* _What you will do_: Copy word for word only the lines of the material below that run from the line with "Provide one point per instance of the small" to the line with "x=558 y=113". Include both of those lines.

* BEGIN Data provided *

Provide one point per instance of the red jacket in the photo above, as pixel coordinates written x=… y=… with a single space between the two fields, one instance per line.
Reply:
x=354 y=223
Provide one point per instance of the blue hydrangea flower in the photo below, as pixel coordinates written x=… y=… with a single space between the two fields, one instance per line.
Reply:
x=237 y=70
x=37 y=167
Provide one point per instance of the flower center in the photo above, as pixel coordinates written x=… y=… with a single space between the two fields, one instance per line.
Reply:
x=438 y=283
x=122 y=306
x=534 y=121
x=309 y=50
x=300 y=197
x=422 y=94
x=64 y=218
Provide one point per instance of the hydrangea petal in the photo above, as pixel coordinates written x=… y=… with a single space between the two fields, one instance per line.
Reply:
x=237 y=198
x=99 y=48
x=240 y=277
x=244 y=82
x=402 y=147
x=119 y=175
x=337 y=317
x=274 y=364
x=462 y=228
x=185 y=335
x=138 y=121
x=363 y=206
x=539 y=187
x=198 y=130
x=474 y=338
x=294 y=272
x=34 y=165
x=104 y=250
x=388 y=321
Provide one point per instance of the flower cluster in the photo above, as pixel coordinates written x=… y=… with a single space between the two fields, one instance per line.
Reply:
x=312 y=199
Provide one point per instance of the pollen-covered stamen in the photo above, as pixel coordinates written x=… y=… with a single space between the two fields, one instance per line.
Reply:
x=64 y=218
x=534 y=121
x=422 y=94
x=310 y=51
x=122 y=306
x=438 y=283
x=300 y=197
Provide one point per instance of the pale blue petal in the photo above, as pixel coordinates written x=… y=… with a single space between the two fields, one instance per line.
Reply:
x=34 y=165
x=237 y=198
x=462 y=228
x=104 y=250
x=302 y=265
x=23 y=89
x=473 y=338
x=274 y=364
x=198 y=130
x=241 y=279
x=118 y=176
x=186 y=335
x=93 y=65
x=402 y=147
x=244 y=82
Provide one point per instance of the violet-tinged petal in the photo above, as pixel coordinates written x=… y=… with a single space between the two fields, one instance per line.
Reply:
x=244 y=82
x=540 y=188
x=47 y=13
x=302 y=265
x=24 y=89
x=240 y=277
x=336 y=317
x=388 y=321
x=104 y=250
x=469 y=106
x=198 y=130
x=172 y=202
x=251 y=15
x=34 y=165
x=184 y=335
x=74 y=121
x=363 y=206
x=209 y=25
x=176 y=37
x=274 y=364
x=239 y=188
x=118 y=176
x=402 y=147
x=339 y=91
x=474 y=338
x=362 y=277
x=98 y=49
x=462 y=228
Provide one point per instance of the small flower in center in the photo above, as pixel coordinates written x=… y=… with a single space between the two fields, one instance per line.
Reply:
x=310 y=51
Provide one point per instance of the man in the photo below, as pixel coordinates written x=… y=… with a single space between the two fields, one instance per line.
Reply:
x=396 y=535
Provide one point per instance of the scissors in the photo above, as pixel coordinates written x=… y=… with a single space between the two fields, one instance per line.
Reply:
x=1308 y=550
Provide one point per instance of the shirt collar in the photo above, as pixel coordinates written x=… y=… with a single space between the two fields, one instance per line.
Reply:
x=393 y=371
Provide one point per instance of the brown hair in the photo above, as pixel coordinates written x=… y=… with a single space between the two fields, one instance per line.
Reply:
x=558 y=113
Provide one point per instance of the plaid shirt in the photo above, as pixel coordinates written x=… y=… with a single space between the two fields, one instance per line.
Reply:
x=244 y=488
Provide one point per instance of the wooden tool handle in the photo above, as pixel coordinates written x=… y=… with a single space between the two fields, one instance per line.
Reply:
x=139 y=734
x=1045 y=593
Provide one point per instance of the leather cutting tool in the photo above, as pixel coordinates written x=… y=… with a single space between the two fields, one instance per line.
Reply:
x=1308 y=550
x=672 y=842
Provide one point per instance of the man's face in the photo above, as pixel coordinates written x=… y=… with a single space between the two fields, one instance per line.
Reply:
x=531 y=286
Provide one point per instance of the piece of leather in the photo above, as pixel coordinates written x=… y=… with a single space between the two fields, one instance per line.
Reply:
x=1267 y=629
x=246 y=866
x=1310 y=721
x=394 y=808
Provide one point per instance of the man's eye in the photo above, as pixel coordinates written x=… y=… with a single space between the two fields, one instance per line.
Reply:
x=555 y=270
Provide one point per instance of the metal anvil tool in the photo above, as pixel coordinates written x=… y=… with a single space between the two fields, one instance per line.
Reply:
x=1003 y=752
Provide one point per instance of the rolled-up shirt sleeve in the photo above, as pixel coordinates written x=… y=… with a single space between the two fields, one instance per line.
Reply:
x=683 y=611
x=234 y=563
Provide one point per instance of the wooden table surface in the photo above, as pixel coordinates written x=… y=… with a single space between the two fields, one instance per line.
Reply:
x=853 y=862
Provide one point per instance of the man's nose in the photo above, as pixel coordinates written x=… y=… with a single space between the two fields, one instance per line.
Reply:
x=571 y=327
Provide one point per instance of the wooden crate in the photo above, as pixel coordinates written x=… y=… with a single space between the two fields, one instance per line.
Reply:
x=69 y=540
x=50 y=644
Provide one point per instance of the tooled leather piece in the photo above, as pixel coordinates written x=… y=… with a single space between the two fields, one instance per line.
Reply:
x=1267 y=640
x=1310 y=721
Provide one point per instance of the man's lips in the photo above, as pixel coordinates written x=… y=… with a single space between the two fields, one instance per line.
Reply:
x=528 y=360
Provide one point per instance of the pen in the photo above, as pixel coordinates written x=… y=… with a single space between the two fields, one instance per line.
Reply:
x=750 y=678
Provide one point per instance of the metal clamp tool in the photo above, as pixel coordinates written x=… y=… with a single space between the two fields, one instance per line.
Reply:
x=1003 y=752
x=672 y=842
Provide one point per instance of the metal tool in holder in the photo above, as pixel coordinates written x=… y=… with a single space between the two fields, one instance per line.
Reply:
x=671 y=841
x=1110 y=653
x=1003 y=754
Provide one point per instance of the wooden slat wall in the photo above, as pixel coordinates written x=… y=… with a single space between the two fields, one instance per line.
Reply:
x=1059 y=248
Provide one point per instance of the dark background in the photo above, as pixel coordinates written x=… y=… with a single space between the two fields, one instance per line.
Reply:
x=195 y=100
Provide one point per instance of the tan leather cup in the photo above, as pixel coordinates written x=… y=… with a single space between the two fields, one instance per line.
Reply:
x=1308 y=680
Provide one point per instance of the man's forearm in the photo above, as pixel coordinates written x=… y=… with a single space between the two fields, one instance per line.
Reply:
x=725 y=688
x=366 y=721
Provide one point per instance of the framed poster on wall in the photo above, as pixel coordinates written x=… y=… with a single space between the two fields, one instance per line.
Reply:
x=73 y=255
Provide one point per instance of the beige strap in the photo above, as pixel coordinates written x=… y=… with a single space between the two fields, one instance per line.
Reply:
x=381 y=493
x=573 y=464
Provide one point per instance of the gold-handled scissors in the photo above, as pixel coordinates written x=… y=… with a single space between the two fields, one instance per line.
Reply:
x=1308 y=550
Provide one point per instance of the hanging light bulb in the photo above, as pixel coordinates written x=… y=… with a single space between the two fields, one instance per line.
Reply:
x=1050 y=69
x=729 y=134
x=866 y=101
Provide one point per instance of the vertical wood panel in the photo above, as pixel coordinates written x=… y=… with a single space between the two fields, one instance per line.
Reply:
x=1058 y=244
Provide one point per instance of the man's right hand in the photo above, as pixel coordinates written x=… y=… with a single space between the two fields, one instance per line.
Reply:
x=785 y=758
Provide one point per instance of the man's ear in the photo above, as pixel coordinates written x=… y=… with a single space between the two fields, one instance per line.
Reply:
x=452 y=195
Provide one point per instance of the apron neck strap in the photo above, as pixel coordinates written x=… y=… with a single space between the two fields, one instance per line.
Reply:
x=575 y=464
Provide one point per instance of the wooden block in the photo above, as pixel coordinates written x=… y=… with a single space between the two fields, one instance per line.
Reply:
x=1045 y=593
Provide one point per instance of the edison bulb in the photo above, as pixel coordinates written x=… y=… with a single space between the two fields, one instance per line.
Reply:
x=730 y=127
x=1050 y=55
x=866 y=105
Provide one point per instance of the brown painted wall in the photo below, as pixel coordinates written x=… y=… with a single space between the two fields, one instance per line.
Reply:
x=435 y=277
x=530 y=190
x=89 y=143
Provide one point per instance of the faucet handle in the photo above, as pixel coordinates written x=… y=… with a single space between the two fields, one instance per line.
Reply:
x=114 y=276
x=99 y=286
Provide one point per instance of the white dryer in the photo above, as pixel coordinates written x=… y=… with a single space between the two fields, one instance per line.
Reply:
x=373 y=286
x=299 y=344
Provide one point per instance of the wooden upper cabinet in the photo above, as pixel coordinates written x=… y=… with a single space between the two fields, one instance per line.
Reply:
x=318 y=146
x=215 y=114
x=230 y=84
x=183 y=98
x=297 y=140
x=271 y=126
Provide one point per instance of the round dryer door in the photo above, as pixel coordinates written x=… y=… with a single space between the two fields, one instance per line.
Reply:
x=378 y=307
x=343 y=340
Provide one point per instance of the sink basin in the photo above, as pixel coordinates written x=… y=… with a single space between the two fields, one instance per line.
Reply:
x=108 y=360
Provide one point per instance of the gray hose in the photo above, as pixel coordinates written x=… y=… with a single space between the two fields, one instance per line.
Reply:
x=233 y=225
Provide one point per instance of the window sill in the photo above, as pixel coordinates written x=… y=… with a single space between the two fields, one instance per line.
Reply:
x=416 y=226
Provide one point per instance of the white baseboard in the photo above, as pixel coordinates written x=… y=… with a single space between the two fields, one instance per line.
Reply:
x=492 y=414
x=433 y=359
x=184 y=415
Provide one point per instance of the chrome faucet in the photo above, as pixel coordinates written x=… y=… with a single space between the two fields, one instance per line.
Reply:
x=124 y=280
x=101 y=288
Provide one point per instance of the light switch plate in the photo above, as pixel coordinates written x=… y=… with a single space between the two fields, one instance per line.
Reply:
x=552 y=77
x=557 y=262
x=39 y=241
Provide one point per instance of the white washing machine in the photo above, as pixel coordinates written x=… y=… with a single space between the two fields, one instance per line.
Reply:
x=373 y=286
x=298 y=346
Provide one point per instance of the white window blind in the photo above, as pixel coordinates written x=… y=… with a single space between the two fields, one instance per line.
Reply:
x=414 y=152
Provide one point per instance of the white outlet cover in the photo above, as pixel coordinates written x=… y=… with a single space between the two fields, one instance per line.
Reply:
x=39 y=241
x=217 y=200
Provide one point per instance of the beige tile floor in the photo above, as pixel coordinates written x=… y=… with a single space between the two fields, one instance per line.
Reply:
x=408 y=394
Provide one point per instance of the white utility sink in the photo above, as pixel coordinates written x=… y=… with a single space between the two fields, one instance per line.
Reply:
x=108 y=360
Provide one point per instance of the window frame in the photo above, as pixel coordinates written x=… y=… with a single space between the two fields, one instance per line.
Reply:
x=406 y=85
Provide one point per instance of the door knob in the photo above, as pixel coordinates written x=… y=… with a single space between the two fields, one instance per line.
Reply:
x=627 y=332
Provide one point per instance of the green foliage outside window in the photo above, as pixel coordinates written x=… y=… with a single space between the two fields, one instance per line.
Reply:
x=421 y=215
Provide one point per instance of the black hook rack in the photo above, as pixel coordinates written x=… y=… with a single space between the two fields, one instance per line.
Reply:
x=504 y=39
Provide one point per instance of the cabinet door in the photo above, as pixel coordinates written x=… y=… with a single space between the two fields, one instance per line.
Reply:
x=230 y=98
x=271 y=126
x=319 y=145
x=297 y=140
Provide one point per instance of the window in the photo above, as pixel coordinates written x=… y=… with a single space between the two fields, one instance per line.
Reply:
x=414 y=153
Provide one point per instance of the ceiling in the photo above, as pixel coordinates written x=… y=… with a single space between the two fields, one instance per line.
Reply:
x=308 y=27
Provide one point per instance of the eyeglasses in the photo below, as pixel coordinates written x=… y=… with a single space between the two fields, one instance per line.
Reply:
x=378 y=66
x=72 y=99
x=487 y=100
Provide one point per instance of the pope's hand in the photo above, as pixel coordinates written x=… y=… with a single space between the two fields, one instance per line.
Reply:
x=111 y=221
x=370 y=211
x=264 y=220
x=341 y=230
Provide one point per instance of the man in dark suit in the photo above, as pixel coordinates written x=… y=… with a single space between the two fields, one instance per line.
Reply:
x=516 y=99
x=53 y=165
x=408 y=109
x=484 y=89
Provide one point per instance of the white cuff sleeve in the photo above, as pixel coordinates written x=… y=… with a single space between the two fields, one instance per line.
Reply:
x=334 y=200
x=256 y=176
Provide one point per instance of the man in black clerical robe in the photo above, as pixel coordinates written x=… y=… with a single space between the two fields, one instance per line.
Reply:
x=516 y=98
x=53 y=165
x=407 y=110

* END Data provided *

* _Completed task_:
Provide one point per instance of the small flower in center in the photo above, as pixel coordinates written x=… y=… with a single space between the two fields, one instance per line.
Reply:
x=310 y=51
Provide one point per instance of the man in the photo below, as pixel coordinates written x=… y=… with a single space between the two fields, one instance per line.
Reply:
x=396 y=535
Provide one point per instance of the scissors in the photo above, as pixel coordinates written x=… y=… with a single space between the two fields, one instance per line.
Reply:
x=1308 y=550
Provide one point per instance of the shirt collar in the photo above, as pixel coordinates written x=… y=… with a single space between the two fields, one instance per line.
Reply:
x=393 y=371
Provide one point per instance of the brown hair in the photo above, as pixel coordinates written x=… y=… with a single space between the two fields, one instance per line.
Reply:
x=558 y=113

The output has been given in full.